(Stored dataset items)
━━━

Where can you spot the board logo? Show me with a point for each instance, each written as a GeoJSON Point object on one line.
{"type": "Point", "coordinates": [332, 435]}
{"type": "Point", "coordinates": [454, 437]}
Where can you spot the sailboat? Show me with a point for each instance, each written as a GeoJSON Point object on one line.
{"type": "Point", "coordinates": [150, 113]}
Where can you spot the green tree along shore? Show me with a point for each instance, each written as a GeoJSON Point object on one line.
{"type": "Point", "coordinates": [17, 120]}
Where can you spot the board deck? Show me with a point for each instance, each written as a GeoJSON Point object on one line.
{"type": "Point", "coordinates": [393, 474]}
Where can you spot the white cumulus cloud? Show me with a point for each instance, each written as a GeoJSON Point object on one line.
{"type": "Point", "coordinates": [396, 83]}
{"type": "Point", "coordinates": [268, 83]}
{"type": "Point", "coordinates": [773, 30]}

━━━

● **Task prompt**: Convert all of the data above into a numbered list with one entry per line, skipping any blank lines.

● **Result of the exercise**:
1. Where can you spot the board logo? Show me with a point for each instance, each written as a GeoJSON Point object on one line.
2. {"type": "Point", "coordinates": [332, 435]}
3. {"type": "Point", "coordinates": [454, 437]}
4. Where can you spot the sailboat? Show me with a point for each instance, each written as a GeoJSON Point object on one line.
5. {"type": "Point", "coordinates": [150, 113]}
6. Where can you spot the green tree along shore? Show me with a point for each instance, each written as a GeoJSON Point object on one line.
7. {"type": "Point", "coordinates": [17, 120]}
8. Where can you spot the board deck? Show me with a point for each instance, each written as a GeoJSON Point object on one line.
9. {"type": "Point", "coordinates": [393, 474]}
10. Where can you spot the white cumulus cloud? Show me with a point for each instance, each written as a GeoJSON Point object on one line.
11. {"type": "Point", "coordinates": [396, 83]}
12. {"type": "Point", "coordinates": [268, 83]}
13. {"type": "Point", "coordinates": [773, 30]}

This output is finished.